Segmentation mask data
-----

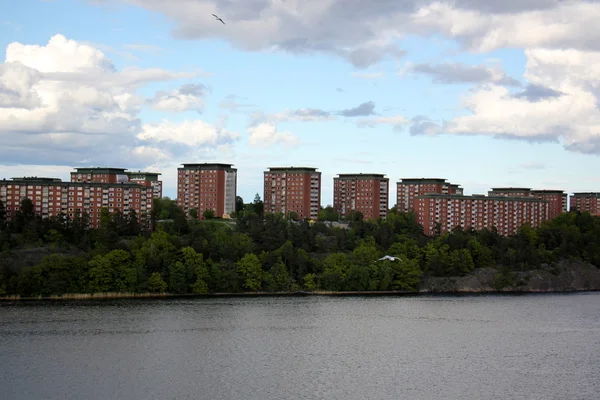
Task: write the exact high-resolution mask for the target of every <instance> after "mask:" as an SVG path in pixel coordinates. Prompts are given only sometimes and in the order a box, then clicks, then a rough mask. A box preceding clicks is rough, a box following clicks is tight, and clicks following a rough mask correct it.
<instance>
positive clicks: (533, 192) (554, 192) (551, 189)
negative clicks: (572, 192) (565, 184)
mask: <svg viewBox="0 0 600 400" xmlns="http://www.w3.org/2000/svg"><path fill="white" fill-rule="evenodd" d="M532 192H533V193H557V194H558V193H560V194H565V191H564V190H558V189H556V190H554V189H538V190H532Z"/></svg>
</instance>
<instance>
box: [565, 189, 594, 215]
mask: <svg viewBox="0 0 600 400" xmlns="http://www.w3.org/2000/svg"><path fill="white" fill-rule="evenodd" d="M569 208H570V209H571V210H577V211H582V212H589V213H590V214H592V215H599V216H600V193H597V192H579V193H573V195H572V196H571V197H570V199H569Z"/></svg>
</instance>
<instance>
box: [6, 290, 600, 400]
mask: <svg viewBox="0 0 600 400" xmlns="http://www.w3.org/2000/svg"><path fill="white" fill-rule="evenodd" d="M599 393H600V293H581V294H567V295H522V296H456V297H453V296H440V297H435V296H426V297H316V296H315V297H263V298H215V299H178V300H151V301H150V300H124V301H95V302H94V301H89V302H64V303H4V304H1V303H0V398H2V399H3V400H13V399H19V400H20V399H23V400H25V399H26V400H36V399H61V400H62V399H82V400H93V399H102V400H113V399H127V400H137V399H140V400H142V399H143V400H146V399H161V400H163V399H164V400H170V399H210V400H213V399H214V400H216V399H261V400H262V399H339V400H342V399H403V398H406V399H478V400H481V399H519V400H521V399H528V400H534V399H544V400H548V399H560V400H565V399H569V400H574V399H598V398H599Z"/></svg>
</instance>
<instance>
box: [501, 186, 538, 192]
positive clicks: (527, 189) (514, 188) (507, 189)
mask: <svg viewBox="0 0 600 400" xmlns="http://www.w3.org/2000/svg"><path fill="white" fill-rule="evenodd" d="M530 190H531V188H513V187H504V188H492V191H493V192H515V191H519V192H529V191H530Z"/></svg>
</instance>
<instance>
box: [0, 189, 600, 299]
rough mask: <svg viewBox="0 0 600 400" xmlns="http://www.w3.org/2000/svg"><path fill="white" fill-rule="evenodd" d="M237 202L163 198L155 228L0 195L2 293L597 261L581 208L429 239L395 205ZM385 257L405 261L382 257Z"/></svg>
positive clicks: (410, 279) (9, 293) (379, 273)
mask: <svg viewBox="0 0 600 400" xmlns="http://www.w3.org/2000/svg"><path fill="white" fill-rule="evenodd" d="M237 210H238V212H237V215H235V218H234V219H232V220H222V219H215V218H213V216H212V215H211V214H210V213H203V215H204V216H205V218H206V219H204V220H202V221H197V220H195V219H192V218H189V217H187V216H186V215H185V214H184V213H183V211H182V210H181V209H180V208H179V207H177V205H176V203H175V202H174V201H173V200H170V199H169V198H163V199H156V200H155V204H154V208H153V213H152V216H151V218H152V222H153V225H154V229H153V230H152V231H147V230H145V229H143V227H142V226H140V224H139V223H138V221H137V216H136V215H135V214H134V213H130V214H128V215H127V216H124V215H121V214H112V215H111V214H109V213H108V211H106V210H105V211H104V212H103V213H102V222H101V226H100V228H99V229H95V230H92V229H88V228H87V221H86V220H87V216H86V215H79V214H75V216H74V217H73V218H67V217H65V216H61V217H58V218H48V219H41V218H39V217H37V216H36V215H35V214H34V212H33V205H32V203H31V201H30V200H29V199H24V200H23V202H22V204H21V208H20V210H19V211H18V212H17V215H16V217H15V218H14V220H13V221H12V222H11V223H7V222H6V211H5V209H4V206H3V204H1V202H0V251H1V252H0V295H21V296H26V297H27V296H40V295H41V296H51V295H62V294H65V293H110V292H127V293H146V292H155V293H162V292H168V293H173V294H184V293H197V294H201V293H215V292H219V293H240V292H257V291H261V292H290V291H300V290H302V291H314V290H323V291H389V290H400V291H416V290H418V289H419V287H420V284H421V283H422V282H423V280H424V279H425V278H427V277H445V276H464V275H468V274H470V273H472V272H473V270H474V269H476V268H483V267H494V268H496V269H497V271H498V274H497V276H496V279H495V285H496V286H497V287H498V289H500V288H503V287H506V286H510V285H514V282H513V281H512V280H511V279H512V277H513V276H514V272H515V271H526V270H531V269H536V268H539V267H540V266H542V265H544V266H545V267H547V268H550V269H551V268H552V267H553V266H554V265H557V262H558V261H560V260H566V259H567V260H568V259H577V260H582V261H586V262H589V263H591V264H593V265H596V266H600V218H598V217H594V216H591V215H590V214H589V213H580V212H577V211H571V212H568V213H563V214H562V215H560V216H559V217H557V218H555V219H554V220H552V221H548V222H545V223H544V224H543V225H542V226H540V227H538V228H535V229H533V228H531V227H529V226H527V225H525V226H523V227H521V228H520V229H519V231H518V233H517V234H516V235H514V236H511V237H503V236H500V235H499V234H498V233H497V232H496V230H495V229H484V230H481V231H474V230H471V229H468V230H463V229H461V228H456V229H454V230H453V231H452V233H448V234H443V235H437V236H436V237H427V236H425V235H424V234H423V230H422V228H421V227H420V226H419V224H418V223H417V222H416V219H415V215H414V214H412V213H399V212H396V210H395V209H392V210H391V212H390V213H389V216H388V218H387V219H385V220H377V221H366V220H364V219H363V218H362V216H361V215H360V213H355V214H353V215H351V216H350V217H348V218H347V219H346V220H345V221H341V223H340V222H338V221H339V217H338V215H337V214H336V212H335V211H334V210H333V209H332V208H331V207H325V208H324V209H323V210H322V211H321V213H320V214H319V221H317V222H310V221H296V220H295V219H294V218H293V217H294V216H293V215H292V216H289V215H288V216H284V215H280V214H264V213H263V205H262V201H261V200H260V198H259V196H258V195H257V196H256V198H255V199H254V202H252V203H248V204H244V202H243V200H242V199H241V198H238V204H237ZM191 214H193V215H197V212H192V213H191ZM331 221H336V222H331ZM384 255H389V256H394V257H397V258H398V259H397V260H381V261H378V260H379V259H380V258H381V257H382V256H384Z"/></svg>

-----

_TRY IT:_
Arrange the listing above as a JSON list of strings with one string per line, leaving out blank lines and the pictures.

_RESPONSE BELOW:_
[
  "Task: write the exact high-resolution mask for the target of every <instance> after \"mask:\" as an SVG path in pixel coordinates. Prompts are given only sometimes and in the order a box, then clicks, then a rough mask. A box preceding clicks is rough, a box following clicks is tight, and clicks following a rough mask correct it.",
  "<instance>",
  "positive clicks: (533, 192) (554, 192) (551, 189)",
  "negative clicks: (572, 192) (565, 184)",
  "mask: <svg viewBox=\"0 0 600 400\" xmlns=\"http://www.w3.org/2000/svg\"><path fill=\"white\" fill-rule=\"evenodd\" d=\"M532 192H533V193H557V194H558V193H560V194H565V191H564V190H558V189H556V190H554V189H538V190H532Z\"/></svg>",
  "</instance>",
  "<instance>",
  "box: [565, 189, 594, 215]",
  "mask: <svg viewBox=\"0 0 600 400\" xmlns=\"http://www.w3.org/2000/svg\"><path fill=\"white\" fill-rule=\"evenodd\" d=\"M569 208H570V209H571V210H577V211H582V212H589V213H590V214H592V215H599V216H600V193H597V192H579V193H573V195H572V196H571V197H570V199H569Z\"/></svg>",
  "</instance>",
  "<instance>",
  "box: [6, 290, 600, 400]",
  "mask: <svg viewBox=\"0 0 600 400\" xmlns=\"http://www.w3.org/2000/svg\"><path fill=\"white\" fill-rule=\"evenodd\" d=\"M599 393H600V293H581V294H567V295H522V296H456V297H453V296H440V297H435V296H426V297H316V296H315V297H263V298H215V299H178V300H151V301H150V300H124V301H95V302H94V301H89V302H64V303H4V304H1V303H0V398H2V399H3V400H13V399H19V400H20V399H23V400H25V399H26V400H36V399H61V400H62V399H82V400H93V399H102V400H113V399H127V400H137V399H140V400H142V399H143V400H146V399H161V400H163V399H164V400H170V399H210V400H213V399H214V400H216V399H261V400H262V399H339V400H342V399H403V398H406V399H478V400H481V399H519V400H521V399H528V400H534V399H544V400H548V399H560V400H565V399H569V400H574V399H598V398H599Z\"/></svg>",
  "</instance>",
  "<instance>",
  "box: [501, 186, 538, 192]",
  "positive clicks: (527, 189) (514, 188) (507, 189)",
  "mask: <svg viewBox=\"0 0 600 400\" xmlns=\"http://www.w3.org/2000/svg\"><path fill=\"white\" fill-rule=\"evenodd\" d=\"M530 190H531V188H513V187H504V188H492V191H493V192H515V191H519V192H529V191H530Z\"/></svg>",
  "</instance>",
  "<instance>",
  "box: [0, 189, 600, 299]",
  "rough mask: <svg viewBox=\"0 0 600 400\" xmlns=\"http://www.w3.org/2000/svg\"><path fill=\"white\" fill-rule=\"evenodd\" d=\"M237 202L163 198L155 228L0 195L2 293L597 261L581 208L429 239L395 205ZM385 257L405 261L382 257Z\"/></svg>",
  "positive clicks: (410, 279) (9, 293) (379, 273)",
  "mask: <svg viewBox=\"0 0 600 400\" xmlns=\"http://www.w3.org/2000/svg\"><path fill=\"white\" fill-rule=\"evenodd\" d=\"M237 210H238V212H237V215H235V218H234V219H232V220H222V219H215V218H213V216H212V215H211V214H210V213H203V215H204V216H205V218H206V219H204V220H202V221H197V220H195V219H192V218H189V217H187V216H186V215H185V214H184V213H183V211H182V210H181V209H180V208H179V207H177V205H176V203H175V202H174V201H173V200H170V199H169V198H163V199H156V200H155V204H154V208H153V213H152V216H151V218H152V222H153V225H154V229H153V230H152V231H147V230H145V229H143V227H142V226H140V224H139V223H138V221H137V216H136V215H135V214H134V213H130V214H128V215H127V216H124V215H121V214H112V215H111V214H109V213H108V211H106V210H105V211H104V212H103V213H102V222H101V226H100V228H99V229H95V230H92V229H88V228H87V221H86V220H87V216H86V215H79V214H75V216H74V217H73V218H67V217H65V216H61V217H58V218H48V219H41V218H39V217H37V216H36V215H35V214H34V212H33V205H32V203H31V201H30V200H29V199H24V200H23V202H22V204H21V208H20V210H19V211H18V212H17V215H16V217H15V218H14V220H13V221H12V222H11V223H7V222H6V211H5V209H4V206H3V204H1V202H0V251H1V252H0V295H21V296H26V297H27V296H40V295H41V296H51V295H62V294H65V293H110V292H127V293H146V292H155V293H162V292H168V293H173V294H184V293H197V294H201V293H215V292H219V293H240V292H257V291H261V292H290V291H300V290H302V291H314V290H323V291H389V290H400V291H416V290H418V289H419V287H420V284H421V283H422V282H423V280H424V279H425V278H427V277H445V276H464V275H468V274H470V273H472V272H473V270H474V269H476V268H483V267H494V268H496V269H497V271H498V274H497V276H496V279H495V285H496V286H497V287H498V289H500V288H503V287H506V286H510V285H514V282H513V281H512V280H511V279H512V277H513V276H514V272H515V271H526V270H531V269H536V268H539V267H540V266H542V265H544V266H545V267H547V268H550V269H551V268H552V267H553V266H554V265H557V262H558V261H560V260H566V259H567V260H568V259H577V260H582V261H586V262H589V263H591V264H593V265H596V266H600V218H598V217H594V216H591V215H590V214H589V213H580V212H577V211H571V212H568V213H563V214H562V215H560V216H559V217H557V218H555V219H554V220H552V221H548V222H545V223H544V224H543V225H542V226H540V227H538V228H535V229H533V228H531V227H529V226H527V225H525V226H523V227H521V228H520V229H519V231H518V233H517V234H516V235H514V236H511V237H503V236H500V235H499V234H498V233H497V232H496V230H495V229H484V230H481V231H474V230H471V229H468V230H463V229H461V228H456V229H454V230H453V231H452V233H448V234H443V235H437V236H436V237H427V236H425V235H424V234H423V230H422V228H421V227H420V226H419V224H418V223H417V222H416V219H415V215H414V214H412V213H399V212H396V210H395V209H392V210H391V212H390V213H389V216H388V218H387V219H385V220H377V221H366V220H364V219H363V218H362V216H361V215H360V213H355V214H353V215H351V216H350V217H348V218H347V219H346V220H345V221H341V223H340V222H338V221H339V217H338V215H337V214H336V212H335V211H334V210H333V209H332V208H331V207H325V208H324V209H323V210H322V211H321V213H320V214H319V221H317V222H310V221H296V220H295V219H294V218H293V217H294V216H293V215H292V216H289V215H288V216H284V215H280V214H264V213H263V205H262V201H261V200H260V198H259V196H258V195H257V196H256V198H255V199H254V202H252V203H248V204H244V202H243V200H242V199H241V198H238V204H237ZM191 214H193V215H197V212H192V213H191ZM331 221H336V222H331ZM384 255H389V256H394V257H397V258H398V259H397V260H381V261H378V260H379V259H380V258H381V257H382V256H384Z\"/></svg>"
]